* [GIVEN EXERCISE]: Rewrite the lines of the entries below, starting at the line containing "Whereabouts is the blurred white" and ending at the line containing "331,0 -> 348,9". Keep every line, and move each bounding-box coordinate by adding -75 to it.

Detection examples
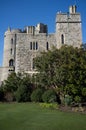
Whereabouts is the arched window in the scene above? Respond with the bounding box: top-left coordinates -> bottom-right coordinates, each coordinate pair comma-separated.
46,42 -> 49,50
9,59 -> 14,66
61,34 -> 64,44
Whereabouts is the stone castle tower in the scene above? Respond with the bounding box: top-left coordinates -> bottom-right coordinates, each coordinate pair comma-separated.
0,5 -> 82,81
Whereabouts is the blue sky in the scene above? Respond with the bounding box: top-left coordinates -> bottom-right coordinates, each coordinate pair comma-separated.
0,0 -> 86,66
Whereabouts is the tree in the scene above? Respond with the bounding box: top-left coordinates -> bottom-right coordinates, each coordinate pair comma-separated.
35,46 -> 86,102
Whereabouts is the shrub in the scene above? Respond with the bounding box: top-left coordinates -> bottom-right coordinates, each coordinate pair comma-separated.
31,88 -> 44,102
74,96 -> 81,103
42,90 -> 57,103
0,86 -> 4,101
64,95 -> 72,105
15,85 -> 30,102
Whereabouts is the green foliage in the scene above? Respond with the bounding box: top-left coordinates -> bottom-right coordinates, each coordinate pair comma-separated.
15,74 -> 32,102
31,88 -> 44,102
15,84 -> 30,102
64,95 -> 73,105
0,85 -> 4,101
42,90 -> 57,103
35,46 -> 86,101
40,103 -> 58,109
82,88 -> 86,96
74,96 -> 81,103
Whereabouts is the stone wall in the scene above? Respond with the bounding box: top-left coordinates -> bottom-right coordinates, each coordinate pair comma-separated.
15,33 -> 56,72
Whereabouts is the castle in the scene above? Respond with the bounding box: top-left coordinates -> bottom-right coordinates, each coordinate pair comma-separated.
0,5 -> 82,81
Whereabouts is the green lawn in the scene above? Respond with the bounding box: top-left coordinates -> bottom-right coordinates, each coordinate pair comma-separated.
0,103 -> 86,130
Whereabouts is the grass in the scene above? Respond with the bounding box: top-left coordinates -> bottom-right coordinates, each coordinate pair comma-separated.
0,103 -> 86,130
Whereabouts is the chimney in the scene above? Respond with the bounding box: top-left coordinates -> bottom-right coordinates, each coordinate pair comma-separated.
69,5 -> 77,14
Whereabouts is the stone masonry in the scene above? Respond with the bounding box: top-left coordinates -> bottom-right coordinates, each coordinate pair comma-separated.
0,5 -> 82,81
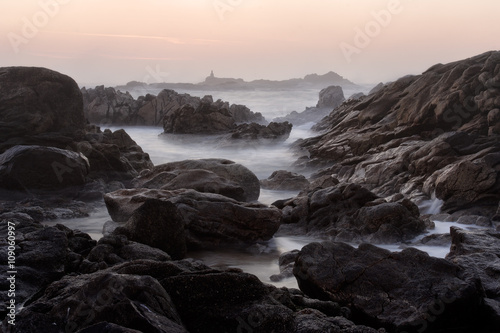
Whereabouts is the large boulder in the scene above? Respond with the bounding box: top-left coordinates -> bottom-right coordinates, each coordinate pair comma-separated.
110,189 -> 281,250
296,52 -> 500,217
114,199 -> 188,259
0,146 -> 90,195
0,67 -> 153,195
280,183 -> 426,244
294,242 -> 488,332
0,67 -> 85,142
0,213 -> 96,308
133,159 -> 260,201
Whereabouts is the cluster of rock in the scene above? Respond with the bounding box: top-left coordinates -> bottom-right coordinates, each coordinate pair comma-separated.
0,213 -> 377,333
0,67 -> 153,204
0,52 -> 500,333
293,229 -> 500,332
81,86 -> 265,127
274,86 -> 345,126
296,52 -> 500,217
82,86 -> 292,143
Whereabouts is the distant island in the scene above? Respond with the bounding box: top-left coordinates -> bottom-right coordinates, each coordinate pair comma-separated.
115,71 -> 358,91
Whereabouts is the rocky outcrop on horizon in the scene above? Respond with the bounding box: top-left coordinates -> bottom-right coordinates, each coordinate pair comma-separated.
296,52 -> 500,217
81,86 -> 266,127
274,86 -> 345,125
116,71 -> 357,91
0,52 -> 500,333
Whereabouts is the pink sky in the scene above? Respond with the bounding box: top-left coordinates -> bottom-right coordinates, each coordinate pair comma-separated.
0,0 -> 500,85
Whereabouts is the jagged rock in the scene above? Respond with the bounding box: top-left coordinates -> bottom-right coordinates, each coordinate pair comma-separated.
133,159 -> 260,201
0,67 -> 153,198
316,86 -> 345,109
78,235 -> 171,274
368,82 -> 385,95
110,189 -> 281,250
14,271 -> 187,333
274,86 -> 345,125
295,52 -> 500,218
0,67 -> 85,145
217,122 -> 293,149
114,199 -> 189,259
281,183 -> 426,243
260,170 -> 309,191
0,213 -> 96,308
81,86 -> 148,125
270,250 -> 299,282
0,146 -> 90,196
446,227 -> 500,326
76,128 -> 154,182
293,242 -> 488,332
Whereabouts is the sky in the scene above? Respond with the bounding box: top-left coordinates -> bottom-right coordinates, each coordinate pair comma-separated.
0,0 -> 500,86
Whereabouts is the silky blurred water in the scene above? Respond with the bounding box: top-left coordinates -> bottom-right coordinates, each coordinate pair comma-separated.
44,86 -> 488,288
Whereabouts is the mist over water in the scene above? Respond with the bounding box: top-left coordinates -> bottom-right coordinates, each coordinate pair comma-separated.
46,88 -> 488,288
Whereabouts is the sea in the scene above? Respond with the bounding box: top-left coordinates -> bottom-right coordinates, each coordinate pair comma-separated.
46,85 -> 488,288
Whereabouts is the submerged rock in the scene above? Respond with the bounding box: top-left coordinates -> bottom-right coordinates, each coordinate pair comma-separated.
133,159 -> 260,201
110,189 -> 281,252
293,242 -> 488,332
260,170 -> 309,191
282,183 -> 426,244
274,86 -> 345,126
0,146 -> 90,196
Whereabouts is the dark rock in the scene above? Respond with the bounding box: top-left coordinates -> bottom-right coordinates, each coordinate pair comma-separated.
81,86 -> 148,126
368,82 -> 385,95
76,322 -> 141,333
0,213 -> 96,308
270,250 -> 299,282
0,146 -> 89,195
0,67 -> 85,143
161,90 -> 264,134
110,189 -> 281,249
282,184 -> 426,243
316,86 -> 345,109
260,170 -> 309,191
295,52 -> 500,214
114,199 -> 187,259
76,128 -> 154,182
227,121 -> 293,146
446,227 -> 500,326
274,86 -> 345,125
79,235 -> 171,274
294,309 -> 379,333
294,242 -> 484,332
446,227 -> 500,298
15,271 -> 187,332
134,159 -> 260,201
161,272 -> 293,333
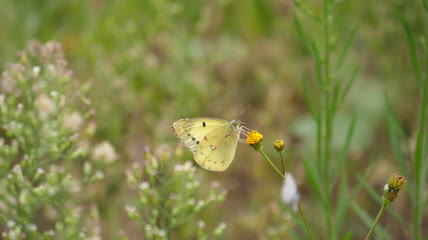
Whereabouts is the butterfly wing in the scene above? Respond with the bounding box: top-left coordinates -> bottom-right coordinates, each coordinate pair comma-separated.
172,118 -> 229,152
193,123 -> 239,172
172,118 -> 239,171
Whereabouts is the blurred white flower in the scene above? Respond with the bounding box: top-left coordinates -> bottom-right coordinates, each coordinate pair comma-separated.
64,112 -> 83,131
36,94 -> 56,115
33,66 -> 42,76
92,141 -> 117,163
138,182 -> 150,190
281,173 -> 300,211
0,72 -> 16,93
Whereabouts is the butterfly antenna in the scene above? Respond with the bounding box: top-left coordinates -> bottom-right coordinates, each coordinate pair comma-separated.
238,104 -> 251,118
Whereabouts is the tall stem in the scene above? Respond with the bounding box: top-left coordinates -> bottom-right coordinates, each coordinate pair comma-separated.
365,204 -> 386,240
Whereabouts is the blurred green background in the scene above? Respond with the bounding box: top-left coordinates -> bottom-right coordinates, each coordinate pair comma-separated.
0,0 -> 426,239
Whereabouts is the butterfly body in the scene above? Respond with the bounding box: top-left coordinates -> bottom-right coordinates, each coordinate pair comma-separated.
172,117 -> 241,172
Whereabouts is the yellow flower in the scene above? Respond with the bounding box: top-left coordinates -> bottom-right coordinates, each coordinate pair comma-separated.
246,130 -> 263,151
382,174 -> 407,205
273,140 -> 285,152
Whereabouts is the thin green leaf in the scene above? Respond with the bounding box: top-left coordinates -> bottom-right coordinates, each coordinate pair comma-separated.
302,79 -> 319,122
303,156 -> 326,206
394,7 -> 422,84
293,0 -> 321,23
359,177 -> 410,228
311,42 -> 325,88
385,96 -> 410,179
332,114 -> 357,184
340,67 -> 360,105
294,15 -> 322,87
294,15 -> 314,55
336,162 -> 374,236
351,202 -> 391,239
335,173 -> 349,235
331,81 -> 341,115
331,0 -> 348,9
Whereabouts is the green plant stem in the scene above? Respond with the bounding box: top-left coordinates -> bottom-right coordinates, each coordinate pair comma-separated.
413,54 -> 428,240
321,0 -> 336,237
259,149 -> 315,240
259,149 -> 285,178
279,152 -> 287,176
297,203 -> 315,240
365,204 -> 386,240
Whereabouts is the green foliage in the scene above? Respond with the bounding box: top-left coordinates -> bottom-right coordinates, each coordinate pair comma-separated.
0,42 -> 115,239
126,146 -> 226,239
0,0 -> 428,240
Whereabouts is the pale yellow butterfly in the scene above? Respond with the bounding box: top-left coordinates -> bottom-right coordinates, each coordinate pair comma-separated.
172,117 -> 242,172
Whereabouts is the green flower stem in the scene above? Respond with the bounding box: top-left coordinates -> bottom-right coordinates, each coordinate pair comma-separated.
279,152 -> 287,175
259,149 -> 315,240
365,204 -> 386,240
259,149 -> 285,178
297,203 -> 315,240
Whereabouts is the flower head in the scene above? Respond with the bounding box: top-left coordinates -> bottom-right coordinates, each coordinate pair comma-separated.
273,140 -> 285,152
36,95 -> 56,115
92,141 -> 118,163
382,174 -> 407,205
245,130 -> 263,151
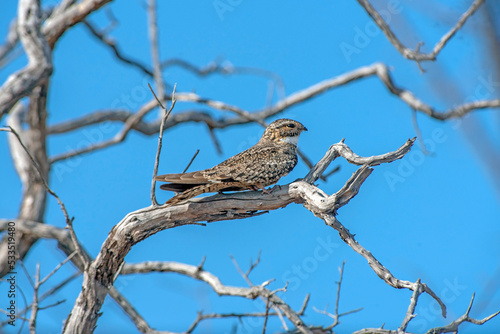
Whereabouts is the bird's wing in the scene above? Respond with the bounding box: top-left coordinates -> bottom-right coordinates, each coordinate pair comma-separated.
205,146 -> 297,183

* [EXERCISE SOLUTION]:
Whereabouts is the blurred white flower in the scene above? Respond with the bounding box: top-left coordinates -> bottom-right coordinates, each coordinate pair comma-separated.
-11,37 -> 8,56
-39,19 -> -19,40
-42,-9 -> -33,1
17,66 -> 42,88
63,107 -> 75,115
206,98 -> 225,136
-75,-3 -> -59,18
Whereabouts is the butterfly antenna in the scene above? Respond with the bounding box: top-left coordinates -> bottom-right coordinates, each coordinate pair comma-separated.
163,29 -> 176,43
Whereabouts is the tall stem in the scene above? Respond with the bounding box: top-left coordinates -> bottom-right coordinates, each coordinate pair comma-separated.
290,129 -> 311,165
Whereabouts is the blurred green background in the scene above? Respond with the bounding box: top-left coordinates -> bottom-right coordinates, each coordinate pair comma-separated.
-75,-75 -> 351,164
Whereabouts is the butterfly body in the scene above? Respond with the bounding box: top-left coordinates -> bottom-right coordinates, each coordinate pair comma-separated.
97,42 -> 166,97
Whereabouts is the yellow flower in the scene above? Respond with the bounding box: top-left coordinates -> bottom-right coordinates, each coordinate pair comma-separated.
171,55 -> 188,76
307,99 -> 332,130
198,65 -> 210,77
Whereabouts is the thin green leaf in the scene above? Respond with the bounding box: top-left coordinates -> bottom-right coordinates, each coordinate pair comma-separated.
227,4 -> 244,47
228,81 -> 251,131
319,-68 -> 347,9
218,-75 -> 246,-52
284,102 -> 335,153
236,-33 -> 250,13
310,21 -> 335,104
257,39 -> 282,109
265,-8 -> 285,30
219,-60 -> 247,12
219,-60 -> 239,-20
261,87 -> 299,161
276,127 -> 316,164
260,98 -> 274,160
256,6 -> 266,40
256,-75 -> 273,-66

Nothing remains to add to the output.